**Exercise instructions**
Your answer must be an exact copy of the records, minus any pictures.

--- Raw data ---

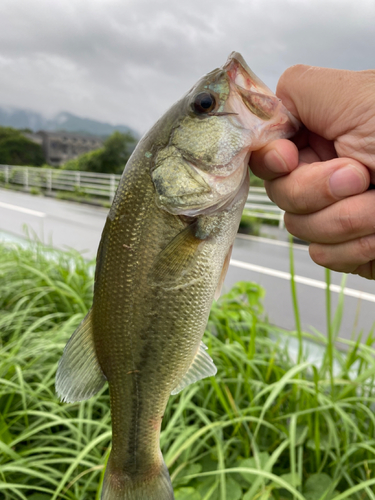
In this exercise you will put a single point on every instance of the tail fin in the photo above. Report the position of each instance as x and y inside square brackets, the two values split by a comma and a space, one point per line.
[119, 486]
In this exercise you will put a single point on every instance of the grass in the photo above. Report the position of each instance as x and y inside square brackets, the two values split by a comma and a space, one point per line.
[269, 426]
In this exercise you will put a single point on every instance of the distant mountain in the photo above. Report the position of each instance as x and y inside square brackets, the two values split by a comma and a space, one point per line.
[21, 119]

---

**Completed task**
In this exercise you will put a single point on every instance of the tail fin in the photo above. Report the position of each instance as x and y inside square brackets, the two values split by a comma and a space, one point per line.
[119, 486]
In this exercise you will put a single point on every instance of the grass in the photo above. Report the position of each instance as x and y inside square brackets, the two values split by a comma and a space, one point per line.
[269, 426]
In this exercise you will put a single point on every instance of the distant mountain in the photo above. Report the position of each instance as x and y inside square brackets, the two values split by a comma and a space, one point per line.
[21, 119]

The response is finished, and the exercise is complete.